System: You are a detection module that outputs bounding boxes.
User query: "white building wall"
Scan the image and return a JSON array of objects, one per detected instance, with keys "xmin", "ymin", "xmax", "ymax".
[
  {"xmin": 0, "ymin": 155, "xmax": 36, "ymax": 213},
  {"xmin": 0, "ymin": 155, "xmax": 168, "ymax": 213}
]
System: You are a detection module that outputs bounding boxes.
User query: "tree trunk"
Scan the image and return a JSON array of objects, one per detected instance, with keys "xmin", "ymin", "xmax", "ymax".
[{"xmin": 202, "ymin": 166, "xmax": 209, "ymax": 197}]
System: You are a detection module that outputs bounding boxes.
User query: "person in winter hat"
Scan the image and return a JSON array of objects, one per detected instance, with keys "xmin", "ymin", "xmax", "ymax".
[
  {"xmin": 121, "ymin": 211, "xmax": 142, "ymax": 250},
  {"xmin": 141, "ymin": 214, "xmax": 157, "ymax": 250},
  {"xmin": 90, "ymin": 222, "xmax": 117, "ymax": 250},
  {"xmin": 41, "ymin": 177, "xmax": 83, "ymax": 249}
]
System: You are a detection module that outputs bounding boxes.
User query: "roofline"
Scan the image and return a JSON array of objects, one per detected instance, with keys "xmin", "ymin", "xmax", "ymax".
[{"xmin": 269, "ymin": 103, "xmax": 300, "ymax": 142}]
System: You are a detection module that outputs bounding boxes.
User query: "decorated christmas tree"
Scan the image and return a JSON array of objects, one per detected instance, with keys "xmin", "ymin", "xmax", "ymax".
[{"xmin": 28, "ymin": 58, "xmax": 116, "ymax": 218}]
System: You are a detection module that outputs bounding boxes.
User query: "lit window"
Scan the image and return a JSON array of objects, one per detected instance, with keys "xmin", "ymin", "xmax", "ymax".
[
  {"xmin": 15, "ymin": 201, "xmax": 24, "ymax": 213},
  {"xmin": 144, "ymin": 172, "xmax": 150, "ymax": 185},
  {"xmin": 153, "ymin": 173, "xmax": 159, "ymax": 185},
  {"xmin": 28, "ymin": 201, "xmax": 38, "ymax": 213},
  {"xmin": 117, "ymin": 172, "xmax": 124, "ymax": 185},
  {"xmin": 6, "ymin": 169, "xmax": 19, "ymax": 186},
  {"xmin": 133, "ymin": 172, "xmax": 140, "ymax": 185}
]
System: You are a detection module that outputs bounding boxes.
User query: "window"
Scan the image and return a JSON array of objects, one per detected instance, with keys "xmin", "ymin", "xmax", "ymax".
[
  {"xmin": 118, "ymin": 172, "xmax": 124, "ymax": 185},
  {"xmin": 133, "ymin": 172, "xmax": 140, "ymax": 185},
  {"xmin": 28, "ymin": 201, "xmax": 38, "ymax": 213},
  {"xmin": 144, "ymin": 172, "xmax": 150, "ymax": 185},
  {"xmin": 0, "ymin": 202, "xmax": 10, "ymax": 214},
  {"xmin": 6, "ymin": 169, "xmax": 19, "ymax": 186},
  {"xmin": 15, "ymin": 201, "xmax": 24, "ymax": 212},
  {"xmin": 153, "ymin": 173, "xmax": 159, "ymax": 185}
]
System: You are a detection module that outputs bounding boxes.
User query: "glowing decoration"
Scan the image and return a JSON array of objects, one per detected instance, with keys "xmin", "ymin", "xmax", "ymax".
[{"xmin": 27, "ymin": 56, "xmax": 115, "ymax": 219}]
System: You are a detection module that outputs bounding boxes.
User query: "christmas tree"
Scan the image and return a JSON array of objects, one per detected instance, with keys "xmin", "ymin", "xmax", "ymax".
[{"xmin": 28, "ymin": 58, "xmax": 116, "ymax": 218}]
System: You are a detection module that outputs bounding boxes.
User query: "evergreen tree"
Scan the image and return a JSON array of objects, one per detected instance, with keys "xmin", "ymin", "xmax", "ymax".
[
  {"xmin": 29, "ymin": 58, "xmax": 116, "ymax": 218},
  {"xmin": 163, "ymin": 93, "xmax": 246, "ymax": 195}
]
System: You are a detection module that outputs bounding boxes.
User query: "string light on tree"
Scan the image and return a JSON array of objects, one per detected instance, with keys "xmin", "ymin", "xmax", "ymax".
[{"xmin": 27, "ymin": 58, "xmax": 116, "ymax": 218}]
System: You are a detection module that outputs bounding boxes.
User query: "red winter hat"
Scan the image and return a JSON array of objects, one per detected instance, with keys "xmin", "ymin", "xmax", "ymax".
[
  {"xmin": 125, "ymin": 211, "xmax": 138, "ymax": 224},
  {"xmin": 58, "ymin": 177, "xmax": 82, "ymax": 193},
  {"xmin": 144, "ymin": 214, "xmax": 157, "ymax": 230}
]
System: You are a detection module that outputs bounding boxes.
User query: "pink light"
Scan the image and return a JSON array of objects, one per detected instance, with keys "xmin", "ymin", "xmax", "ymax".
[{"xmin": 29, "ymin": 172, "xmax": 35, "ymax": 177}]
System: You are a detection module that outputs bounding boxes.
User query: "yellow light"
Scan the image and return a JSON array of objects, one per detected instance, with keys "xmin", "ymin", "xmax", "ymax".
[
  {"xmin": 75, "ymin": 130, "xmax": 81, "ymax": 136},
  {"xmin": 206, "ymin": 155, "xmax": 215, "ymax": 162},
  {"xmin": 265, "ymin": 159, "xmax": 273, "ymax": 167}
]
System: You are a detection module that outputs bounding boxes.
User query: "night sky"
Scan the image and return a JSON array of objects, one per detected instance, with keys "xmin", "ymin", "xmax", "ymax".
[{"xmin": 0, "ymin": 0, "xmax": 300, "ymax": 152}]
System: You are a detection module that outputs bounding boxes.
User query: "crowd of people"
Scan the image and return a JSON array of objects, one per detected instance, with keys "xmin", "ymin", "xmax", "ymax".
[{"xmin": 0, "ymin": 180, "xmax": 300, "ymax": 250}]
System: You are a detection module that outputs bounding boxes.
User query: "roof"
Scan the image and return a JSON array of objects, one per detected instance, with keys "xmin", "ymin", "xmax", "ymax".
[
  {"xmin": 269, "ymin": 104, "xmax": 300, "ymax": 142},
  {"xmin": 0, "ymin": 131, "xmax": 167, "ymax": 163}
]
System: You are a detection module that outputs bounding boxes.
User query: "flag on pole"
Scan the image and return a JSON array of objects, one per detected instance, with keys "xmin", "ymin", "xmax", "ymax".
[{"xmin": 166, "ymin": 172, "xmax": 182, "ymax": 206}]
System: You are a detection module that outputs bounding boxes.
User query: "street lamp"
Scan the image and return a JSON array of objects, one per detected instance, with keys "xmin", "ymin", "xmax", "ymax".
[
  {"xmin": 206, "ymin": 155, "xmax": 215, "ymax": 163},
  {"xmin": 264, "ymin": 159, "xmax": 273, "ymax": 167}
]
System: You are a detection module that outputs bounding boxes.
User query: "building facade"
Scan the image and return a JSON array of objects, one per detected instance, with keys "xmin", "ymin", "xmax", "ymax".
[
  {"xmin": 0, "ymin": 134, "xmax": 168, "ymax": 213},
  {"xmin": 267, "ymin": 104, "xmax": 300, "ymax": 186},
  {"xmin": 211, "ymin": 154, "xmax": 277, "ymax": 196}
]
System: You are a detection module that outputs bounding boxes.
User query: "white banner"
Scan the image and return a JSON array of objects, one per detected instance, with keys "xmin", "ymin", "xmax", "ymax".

* * * * *

◆ AIM
Repeat every entry exactly as written above.

◆ FULL OUTPUT
System: You are a detection module that outputs bounding boxes.
User query: "white building wall"
Scan the image and return a JSON array of objects, one per detected instance, with keys "xmin", "ymin", "xmax", "ymax".
[
  {"xmin": 0, "ymin": 155, "xmax": 36, "ymax": 213},
  {"xmin": 0, "ymin": 155, "xmax": 168, "ymax": 213}
]
System: You are a detection module that outputs bounding boxes.
User query: "tree trunk"
Scan the image and return a JSON array of objects, one per detected instance, with keys "xmin", "ymin", "xmax", "ymax".
[{"xmin": 202, "ymin": 166, "xmax": 209, "ymax": 197}]
System: You are a detection module that outputs bounding boxes.
User query: "person in winter hat"
Scan the image and return a JSON array of objects, one per detected instance, with keys "xmin", "ymin", "xmax", "ymax".
[
  {"xmin": 121, "ymin": 211, "xmax": 142, "ymax": 250},
  {"xmin": 141, "ymin": 214, "xmax": 157, "ymax": 250},
  {"xmin": 90, "ymin": 222, "xmax": 117, "ymax": 250},
  {"xmin": 41, "ymin": 177, "xmax": 83, "ymax": 249}
]
System: You are a detection module that outputs bounding boxes.
User query: "roofline"
Scan the image and return a JSON array of objects, one per detected instance, with keys "xmin", "ymin", "xmax", "ymax".
[{"xmin": 269, "ymin": 103, "xmax": 300, "ymax": 142}]
System: You are a detection module that outputs bounding boxes.
User query: "decorated christmas tree"
Scan the image and return a JSON array of objects, one per detected instance, with keys "xmin", "ymin", "xmax", "ymax".
[{"xmin": 28, "ymin": 58, "xmax": 116, "ymax": 218}]
System: You are a detection module that outputs bounding boxes.
User query: "lit window"
Scan the image and return a JSON array of objects, one per detected instance, with keys "xmin", "ymin", "xmax", "ymax".
[
  {"xmin": 15, "ymin": 201, "xmax": 24, "ymax": 213},
  {"xmin": 144, "ymin": 172, "xmax": 150, "ymax": 185},
  {"xmin": 153, "ymin": 173, "xmax": 159, "ymax": 185},
  {"xmin": 28, "ymin": 201, "xmax": 38, "ymax": 213},
  {"xmin": 117, "ymin": 172, "xmax": 124, "ymax": 185},
  {"xmin": 6, "ymin": 169, "xmax": 19, "ymax": 186},
  {"xmin": 133, "ymin": 172, "xmax": 140, "ymax": 185}
]
System: You are a detection module that outputs bounding boxes.
User query: "window"
Scan the image and return a JSON array of objects, one per detected instance, with keys "xmin", "ymin", "xmax", "ymax".
[
  {"xmin": 118, "ymin": 172, "xmax": 124, "ymax": 185},
  {"xmin": 133, "ymin": 172, "xmax": 140, "ymax": 185},
  {"xmin": 28, "ymin": 201, "xmax": 38, "ymax": 213},
  {"xmin": 144, "ymin": 172, "xmax": 150, "ymax": 185},
  {"xmin": 0, "ymin": 202, "xmax": 10, "ymax": 214},
  {"xmin": 6, "ymin": 169, "xmax": 19, "ymax": 186},
  {"xmin": 15, "ymin": 201, "xmax": 24, "ymax": 212},
  {"xmin": 153, "ymin": 173, "xmax": 159, "ymax": 185}
]
System: You are a detection module that outputs bounding boxes.
User query: "glowing decoration"
Scan the image and return a JSON array of objects, one per detected instance, with keys "xmin", "ymin", "xmax", "ymax".
[{"xmin": 27, "ymin": 56, "xmax": 115, "ymax": 219}]
System: You are a detection module that outputs bounding boxes.
User query: "christmas tree"
Scan the image and return a JSON array of objects, one per detected instance, with keys "xmin", "ymin", "xmax", "ymax".
[{"xmin": 28, "ymin": 58, "xmax": 116, "ymax": 218}]
System: You are a detection module that outputs bounding boxes.
User query: "evergreen tree"
Scan the image and return a JSON array of objects, one per detected instance, with keys "xmin", "ymin", "xmax", "ymax".
[
  {"xmin": 29, "ymin": 58, "xmax": 116, "ymax": 218},
  {"xmin": 163, "ymin": 93, "xmax": 246, "ymax": 195}
]
System: You are a detection module that outputs bounding boxes.
User query: "string light on tree"
Scan the image and return a JSON array of objects, one per detected instance, with keys "xmin", "ymin", "xmax", "ymax".
[{"xmin": 27, "ymin": 58, "xmax": 116, "ymax": 218}]
System: You are a detection module that outputs bounding boxes.
User query: "red winter hat"
Scan the image and return a JSON array of objects, one per detected instance, with keys "xmin", "ymin", "xmax", "ymax".
[
  {"xmin": 125, "ymin": 211, "xmax": 138, "ymax": 224},
  {"xmin": 58, "ymin": 177, "xmax": 82, "ymax": 193},
  {"xmin": 144, "ymin": 214, "xmax": 157, "ymax": 230}
]
System: You are a detection module that outputs bounding boxes.
User query: "pink light"
Scan the image and return a JSON array of objects, one per detected instance, with keys "xmin", "ymin", "xmax", "ymax".
[{"xmin": 29, "ymin": 172, "xmax": 35, "ymax": 177}]
System: You are a detection module that outputs bounding boxes.
User query: "yellow light"
Scan the image and return a JSON array of objects, one per detected instance, with keys "xmin", "ymin", "xmax", "ymax".
[
  {"xmin": 75, "ymin": 130, "xmax": 81, "ymax": 136},
  {"xmin": 206, "ymin": 155, "xmax": 215, "ymax": 162},
  {"xmin": 265, "ymin": 159, "xmax": 273, "ymax": 167}
]
System: You are a detection module that outputs bounding boxes.
User query: "night sky"
Scan the image and return a JSON array of objects, one per detected instance, with keys "xmin", "ymin", "xmax", "ymax".
[{"xmin": 0, "ymin": 0, "xmax": 300, "ymax": 152}]
System: You are a detection module that outputs bounding boxes.
User query: "crowd of people"
Scan the image and return a JSON array of objects, one per detected instance, with keys "xmin", "ymin", "xmax", "ymax".
[{"xmin": 0, "ymin": 180, "xmax": 300, "ymax": 250}]
System: You are a detection module that outputs bounding boxes.
User query: "roof"
Scan the image and return a JSON array of objects, one per detected instance, with keys "xmin", "ymin", "xmax", "ymax".
[
  {"xmin": 269, "ymin": 104, "xmax": 300, "ymax": 142},
  {"xmin": 0, "ymin": 131, "xmax": 167, "ymax": 163}
]
System: You are a detection module that outputs bounding boxes.
User query: "flag on pole"
Scan the image and return a JSON array of objects, one per detected instance, with keys "xmin", "ymin", "xmax", "ymax".
[{"xmin": 166, "ymin": 172, "xmax": 182, "ymax": 206}]
System: You are a detection module that outputs bounding boxes.
User query: "street lamp"
Scan the image and return a JSON array of objects, one per detected instance, with keys "xmin", "ymin", "xmax", "ymax".
[
  {"xmin": 206, "ymin": 155, "xmax": 215, "ymax": 163},
  {"xmin": 264, "ymin": 159, "xmax": 273, "ymax": 167}
]
System: You are a detection module that outputs bounding boxes.
User query: "building facade"
Scan the image and return a JSON array of objects, one per detected instance, with keys "xmin", "ymin", "xmax", "ymax".
[
  {"xmin": 0, "ymin": 134, "xmax": 168, "ymax": 213},
  {"xmin": 267, "ymin": 104, "xmax": 300, "ymax": 186},
  {"xmin": 211, "ymin": 154, "xmax": 277, "ymax": 196}
]
System: You are a detection module that outputs bounding boxes.
User query: "white banner"
Scan the image and return a JSON array of objects, one per detected instance, with keys "xmin", "ymin", "xmax", "ymax".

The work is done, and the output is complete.